Evaluating Cochrane's centralised search and screening processes: a retrospective analysis of the Cochrane Central Register of Controlled Trial's (CENTRAL) coverage

Presentation video:




Oral session: Searching and information retrieval (3)


Thursday 24 October 2019 - 11:00 to 12:30


All authors in correct order:

Noel-Storr A1, Featherstone R2, Glanville J3, Wisniewski S1, Dooley G4, Thomas J5, Foxlee R2
1 Cochrane Dementia and Cognitive Improvement Group, UK
2 Cochrane, UK
3 York Health Economics Consortium, UK
4 Metaxis, UK
5 University College London, UK
Presenting author and contact person

Presenting author:

Anna Noel-Storr

Contact person:

Abstract text
Background: Cochrane populates its Centralised Register of Controlled Trials (CENTRAL) through centralised searches from many sources, including data feeds from PubMed and Embase. Over the last few years, we have increased the number of sources feeding into CENTRAL and improved the efficiency of our processes through the use of application programming interfaces (APIs), machine learning (RCT classifier) and crowdsourcing (manual screening of records by Cochrane Crowd).

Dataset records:
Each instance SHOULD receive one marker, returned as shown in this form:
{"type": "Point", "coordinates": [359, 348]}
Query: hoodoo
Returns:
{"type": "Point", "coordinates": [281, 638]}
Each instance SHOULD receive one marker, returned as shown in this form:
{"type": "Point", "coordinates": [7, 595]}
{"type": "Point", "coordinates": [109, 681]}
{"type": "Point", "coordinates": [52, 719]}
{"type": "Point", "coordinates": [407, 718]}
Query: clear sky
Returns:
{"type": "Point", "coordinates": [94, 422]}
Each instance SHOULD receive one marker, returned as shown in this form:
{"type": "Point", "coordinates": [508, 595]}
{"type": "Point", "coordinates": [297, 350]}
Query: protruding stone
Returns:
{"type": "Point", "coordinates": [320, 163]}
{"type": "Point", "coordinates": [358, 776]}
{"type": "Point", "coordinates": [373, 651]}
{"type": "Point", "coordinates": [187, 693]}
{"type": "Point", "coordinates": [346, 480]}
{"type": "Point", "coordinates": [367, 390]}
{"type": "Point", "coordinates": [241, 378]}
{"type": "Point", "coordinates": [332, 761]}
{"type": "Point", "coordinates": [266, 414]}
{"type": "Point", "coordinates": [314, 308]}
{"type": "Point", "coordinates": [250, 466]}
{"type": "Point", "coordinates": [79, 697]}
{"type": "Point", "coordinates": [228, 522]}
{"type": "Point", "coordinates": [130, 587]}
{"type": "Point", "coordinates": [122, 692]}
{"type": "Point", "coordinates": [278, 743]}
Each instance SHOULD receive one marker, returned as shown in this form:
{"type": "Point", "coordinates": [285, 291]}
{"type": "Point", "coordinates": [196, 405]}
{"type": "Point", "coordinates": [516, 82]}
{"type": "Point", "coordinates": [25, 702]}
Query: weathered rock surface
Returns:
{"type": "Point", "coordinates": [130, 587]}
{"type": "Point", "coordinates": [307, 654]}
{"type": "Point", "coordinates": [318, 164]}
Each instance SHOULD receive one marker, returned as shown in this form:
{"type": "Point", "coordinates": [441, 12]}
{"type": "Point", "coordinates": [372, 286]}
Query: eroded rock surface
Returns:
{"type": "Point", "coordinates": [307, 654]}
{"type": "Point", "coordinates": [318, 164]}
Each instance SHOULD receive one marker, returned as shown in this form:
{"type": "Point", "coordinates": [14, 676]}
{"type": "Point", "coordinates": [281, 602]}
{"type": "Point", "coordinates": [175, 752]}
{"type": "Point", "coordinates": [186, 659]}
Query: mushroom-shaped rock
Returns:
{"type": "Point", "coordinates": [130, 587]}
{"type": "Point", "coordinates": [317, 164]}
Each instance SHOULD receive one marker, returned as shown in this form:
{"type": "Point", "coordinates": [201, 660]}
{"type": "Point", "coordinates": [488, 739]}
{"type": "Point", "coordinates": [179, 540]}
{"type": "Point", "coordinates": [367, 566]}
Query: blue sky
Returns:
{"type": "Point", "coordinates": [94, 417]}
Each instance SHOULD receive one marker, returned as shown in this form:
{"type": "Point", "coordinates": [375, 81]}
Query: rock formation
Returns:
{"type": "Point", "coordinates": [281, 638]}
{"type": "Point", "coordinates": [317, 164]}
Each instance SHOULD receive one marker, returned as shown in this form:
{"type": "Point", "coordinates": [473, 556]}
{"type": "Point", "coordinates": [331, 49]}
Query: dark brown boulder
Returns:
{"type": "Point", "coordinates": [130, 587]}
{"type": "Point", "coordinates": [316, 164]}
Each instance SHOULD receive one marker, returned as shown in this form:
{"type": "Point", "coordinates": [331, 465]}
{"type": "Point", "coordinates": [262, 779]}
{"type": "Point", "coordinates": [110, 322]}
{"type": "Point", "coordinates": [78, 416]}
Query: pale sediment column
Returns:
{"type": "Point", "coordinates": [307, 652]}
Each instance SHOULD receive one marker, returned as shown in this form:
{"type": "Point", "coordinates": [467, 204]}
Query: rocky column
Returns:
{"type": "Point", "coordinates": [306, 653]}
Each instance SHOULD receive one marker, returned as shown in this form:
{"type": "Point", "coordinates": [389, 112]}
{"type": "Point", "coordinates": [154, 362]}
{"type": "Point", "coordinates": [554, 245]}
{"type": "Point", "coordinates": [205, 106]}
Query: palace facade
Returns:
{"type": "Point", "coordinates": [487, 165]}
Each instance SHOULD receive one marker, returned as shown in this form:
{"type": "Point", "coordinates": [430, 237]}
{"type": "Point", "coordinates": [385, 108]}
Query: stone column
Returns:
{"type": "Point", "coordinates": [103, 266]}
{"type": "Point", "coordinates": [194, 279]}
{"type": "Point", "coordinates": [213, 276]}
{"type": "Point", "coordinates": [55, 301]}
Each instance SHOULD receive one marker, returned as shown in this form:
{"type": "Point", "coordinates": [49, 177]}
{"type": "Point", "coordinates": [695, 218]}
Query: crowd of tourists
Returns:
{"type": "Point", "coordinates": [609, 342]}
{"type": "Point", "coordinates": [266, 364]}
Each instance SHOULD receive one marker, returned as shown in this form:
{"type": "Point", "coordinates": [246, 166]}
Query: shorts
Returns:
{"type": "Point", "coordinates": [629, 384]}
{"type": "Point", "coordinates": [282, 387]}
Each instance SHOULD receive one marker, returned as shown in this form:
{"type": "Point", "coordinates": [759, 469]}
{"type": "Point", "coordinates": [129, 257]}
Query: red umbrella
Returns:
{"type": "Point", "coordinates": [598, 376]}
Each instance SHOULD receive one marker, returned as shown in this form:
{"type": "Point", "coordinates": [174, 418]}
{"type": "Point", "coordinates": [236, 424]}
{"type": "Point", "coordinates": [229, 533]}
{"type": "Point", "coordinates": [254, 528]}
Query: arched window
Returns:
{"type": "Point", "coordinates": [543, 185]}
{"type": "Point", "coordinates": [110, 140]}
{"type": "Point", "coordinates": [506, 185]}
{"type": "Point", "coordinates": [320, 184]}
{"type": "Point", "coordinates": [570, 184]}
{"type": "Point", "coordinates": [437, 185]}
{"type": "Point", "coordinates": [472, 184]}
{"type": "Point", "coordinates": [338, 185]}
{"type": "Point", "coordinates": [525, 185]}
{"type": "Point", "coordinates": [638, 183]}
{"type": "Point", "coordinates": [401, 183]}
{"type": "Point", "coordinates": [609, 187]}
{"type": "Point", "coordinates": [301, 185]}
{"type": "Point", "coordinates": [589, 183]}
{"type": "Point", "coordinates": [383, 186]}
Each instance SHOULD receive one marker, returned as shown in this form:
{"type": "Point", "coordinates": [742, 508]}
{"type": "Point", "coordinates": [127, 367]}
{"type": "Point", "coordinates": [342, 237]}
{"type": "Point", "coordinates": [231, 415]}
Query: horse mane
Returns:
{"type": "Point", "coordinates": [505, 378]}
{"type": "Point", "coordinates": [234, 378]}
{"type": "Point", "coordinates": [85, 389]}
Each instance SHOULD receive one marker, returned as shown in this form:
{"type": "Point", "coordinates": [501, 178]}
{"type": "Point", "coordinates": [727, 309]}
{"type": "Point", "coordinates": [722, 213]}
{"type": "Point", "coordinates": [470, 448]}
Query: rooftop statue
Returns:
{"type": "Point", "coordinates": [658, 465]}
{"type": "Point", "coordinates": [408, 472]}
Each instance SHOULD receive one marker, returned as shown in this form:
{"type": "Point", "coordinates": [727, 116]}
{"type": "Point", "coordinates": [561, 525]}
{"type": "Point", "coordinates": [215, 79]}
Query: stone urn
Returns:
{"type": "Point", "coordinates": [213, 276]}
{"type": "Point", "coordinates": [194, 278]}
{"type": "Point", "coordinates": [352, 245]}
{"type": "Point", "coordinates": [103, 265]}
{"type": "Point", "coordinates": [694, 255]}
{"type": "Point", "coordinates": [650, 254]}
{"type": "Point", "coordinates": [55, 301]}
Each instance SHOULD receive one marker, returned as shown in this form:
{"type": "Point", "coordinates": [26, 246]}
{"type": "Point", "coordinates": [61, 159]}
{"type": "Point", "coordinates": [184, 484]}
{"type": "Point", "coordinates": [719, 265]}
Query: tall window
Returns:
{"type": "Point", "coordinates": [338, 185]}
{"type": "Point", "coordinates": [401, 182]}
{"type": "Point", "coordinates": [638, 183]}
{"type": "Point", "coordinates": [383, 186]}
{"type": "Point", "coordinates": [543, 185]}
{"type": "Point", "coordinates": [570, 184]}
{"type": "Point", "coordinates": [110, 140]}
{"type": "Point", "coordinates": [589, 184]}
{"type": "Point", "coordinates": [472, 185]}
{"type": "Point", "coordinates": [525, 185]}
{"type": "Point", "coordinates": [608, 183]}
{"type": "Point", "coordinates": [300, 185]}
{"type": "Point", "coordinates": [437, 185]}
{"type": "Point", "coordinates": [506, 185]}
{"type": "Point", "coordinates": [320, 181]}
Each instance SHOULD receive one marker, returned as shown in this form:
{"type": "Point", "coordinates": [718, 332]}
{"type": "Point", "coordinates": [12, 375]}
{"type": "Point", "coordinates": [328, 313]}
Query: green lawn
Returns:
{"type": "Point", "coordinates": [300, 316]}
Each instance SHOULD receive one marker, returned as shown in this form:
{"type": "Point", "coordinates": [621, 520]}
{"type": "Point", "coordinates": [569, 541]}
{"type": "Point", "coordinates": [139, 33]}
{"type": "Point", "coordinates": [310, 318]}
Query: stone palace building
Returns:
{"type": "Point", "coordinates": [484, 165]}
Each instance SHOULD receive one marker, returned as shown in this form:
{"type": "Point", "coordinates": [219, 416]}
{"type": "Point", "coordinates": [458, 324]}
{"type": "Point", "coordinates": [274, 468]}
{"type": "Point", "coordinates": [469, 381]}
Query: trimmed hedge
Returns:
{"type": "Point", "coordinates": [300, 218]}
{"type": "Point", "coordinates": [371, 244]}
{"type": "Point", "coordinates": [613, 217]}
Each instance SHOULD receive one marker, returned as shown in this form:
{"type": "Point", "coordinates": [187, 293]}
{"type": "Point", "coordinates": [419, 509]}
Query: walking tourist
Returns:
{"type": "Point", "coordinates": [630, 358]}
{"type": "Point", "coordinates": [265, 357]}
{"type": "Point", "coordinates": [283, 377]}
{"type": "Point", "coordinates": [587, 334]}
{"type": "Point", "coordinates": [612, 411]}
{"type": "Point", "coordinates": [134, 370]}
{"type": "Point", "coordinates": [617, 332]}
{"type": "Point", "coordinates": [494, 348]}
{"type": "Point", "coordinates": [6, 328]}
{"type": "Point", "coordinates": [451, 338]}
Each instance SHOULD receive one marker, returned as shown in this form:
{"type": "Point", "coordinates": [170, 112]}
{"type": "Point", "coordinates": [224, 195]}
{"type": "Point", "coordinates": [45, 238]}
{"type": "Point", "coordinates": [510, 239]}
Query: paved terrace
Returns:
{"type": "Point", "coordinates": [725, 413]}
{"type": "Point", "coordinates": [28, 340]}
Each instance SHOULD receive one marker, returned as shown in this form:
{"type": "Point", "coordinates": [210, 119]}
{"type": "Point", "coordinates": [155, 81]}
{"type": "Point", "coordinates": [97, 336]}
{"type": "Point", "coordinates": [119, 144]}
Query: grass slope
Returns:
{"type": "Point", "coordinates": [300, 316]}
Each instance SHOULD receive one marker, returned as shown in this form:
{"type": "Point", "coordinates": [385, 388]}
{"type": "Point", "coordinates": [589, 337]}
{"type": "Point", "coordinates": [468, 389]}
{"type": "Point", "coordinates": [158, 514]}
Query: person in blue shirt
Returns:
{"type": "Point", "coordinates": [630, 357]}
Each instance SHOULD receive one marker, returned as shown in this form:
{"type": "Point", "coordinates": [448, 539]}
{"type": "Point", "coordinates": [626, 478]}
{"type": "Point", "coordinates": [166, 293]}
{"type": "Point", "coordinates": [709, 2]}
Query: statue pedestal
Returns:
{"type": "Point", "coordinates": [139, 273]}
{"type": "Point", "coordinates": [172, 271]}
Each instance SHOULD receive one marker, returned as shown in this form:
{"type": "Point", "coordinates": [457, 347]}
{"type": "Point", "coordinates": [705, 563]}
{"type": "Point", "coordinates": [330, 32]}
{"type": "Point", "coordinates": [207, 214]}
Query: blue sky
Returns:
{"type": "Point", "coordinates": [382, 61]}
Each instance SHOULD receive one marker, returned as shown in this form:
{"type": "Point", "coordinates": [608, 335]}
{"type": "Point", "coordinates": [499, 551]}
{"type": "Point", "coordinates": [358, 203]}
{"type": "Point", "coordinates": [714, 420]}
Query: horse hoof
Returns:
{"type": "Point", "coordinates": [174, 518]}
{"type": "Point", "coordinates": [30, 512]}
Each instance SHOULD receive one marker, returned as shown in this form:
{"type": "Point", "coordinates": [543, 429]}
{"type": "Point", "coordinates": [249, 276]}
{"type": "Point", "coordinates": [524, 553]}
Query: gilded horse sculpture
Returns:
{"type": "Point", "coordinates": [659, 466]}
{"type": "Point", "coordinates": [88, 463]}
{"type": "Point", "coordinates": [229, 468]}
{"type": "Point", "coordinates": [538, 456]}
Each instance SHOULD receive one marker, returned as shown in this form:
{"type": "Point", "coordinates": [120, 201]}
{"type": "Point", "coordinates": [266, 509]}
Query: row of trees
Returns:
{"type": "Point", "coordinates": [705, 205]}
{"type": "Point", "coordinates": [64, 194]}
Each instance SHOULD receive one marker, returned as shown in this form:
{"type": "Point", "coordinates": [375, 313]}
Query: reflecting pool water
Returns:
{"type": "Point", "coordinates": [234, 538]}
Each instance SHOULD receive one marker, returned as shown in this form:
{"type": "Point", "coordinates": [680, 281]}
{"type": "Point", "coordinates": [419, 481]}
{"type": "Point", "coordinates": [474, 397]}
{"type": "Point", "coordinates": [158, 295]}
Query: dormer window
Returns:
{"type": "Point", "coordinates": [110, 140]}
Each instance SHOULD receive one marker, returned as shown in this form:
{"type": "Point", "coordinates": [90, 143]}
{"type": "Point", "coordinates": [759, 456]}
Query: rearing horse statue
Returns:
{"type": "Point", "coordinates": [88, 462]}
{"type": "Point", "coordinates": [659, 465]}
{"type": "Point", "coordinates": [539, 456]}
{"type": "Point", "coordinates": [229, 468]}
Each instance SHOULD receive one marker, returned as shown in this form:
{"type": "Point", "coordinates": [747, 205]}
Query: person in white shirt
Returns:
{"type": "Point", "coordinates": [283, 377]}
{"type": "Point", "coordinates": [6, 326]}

*What the exercise asks*.
Carry the abstract on Cochrane's CENTRAL coverage forward from its last sentence. The data is separate material with no connection to the abstract.

*Response*.
Objectives: our objectives were to:
- assess the effectiveness of Cochrane’s centralised search and screening processes to identify eligible trials for inclusion in systematic reviews;
- understand why relevant trials may have been missed by our processes;
- inform enhancements to improve CENTRAL's coverage of eligible trials.

Methods: we identified all RCTs (whether they were published journal articles or trial registration records) with a publication date between 1 January 2017 and 31 December 2018 that had been included as an included study in a Cochrane Review. We then ran an audit trail on each record using the record’s bibliographic database accession number or trial registration ID number, to determine if the study had been identified by our centralised search process and added to CENTRAL. We reviewed the search and screening processes to understand why any RCTs included in those reviews, were not captured by the centralised processes.

Results: this analysis is currently ongoing. At the Colloquium we will present the results. This will include:
- the proportion and number of included studies not captured by the centralised search process;
- the proportion and number of included studies not captured by the centralised screening process;
- an in-depth analysis on studies not captured by either the search or screening process
- recommendations on how to improve the centralised searching and screening processes if necessary.

Conclusions: these new processes have significantly enriched CENTRAL. This makes it an essential resource for researchers around the world wanting to identify the available RCT evidence on a healthcare topic. This analysis will help to identify ways we can improve our processes for harvesting RCT records for CENTRAL.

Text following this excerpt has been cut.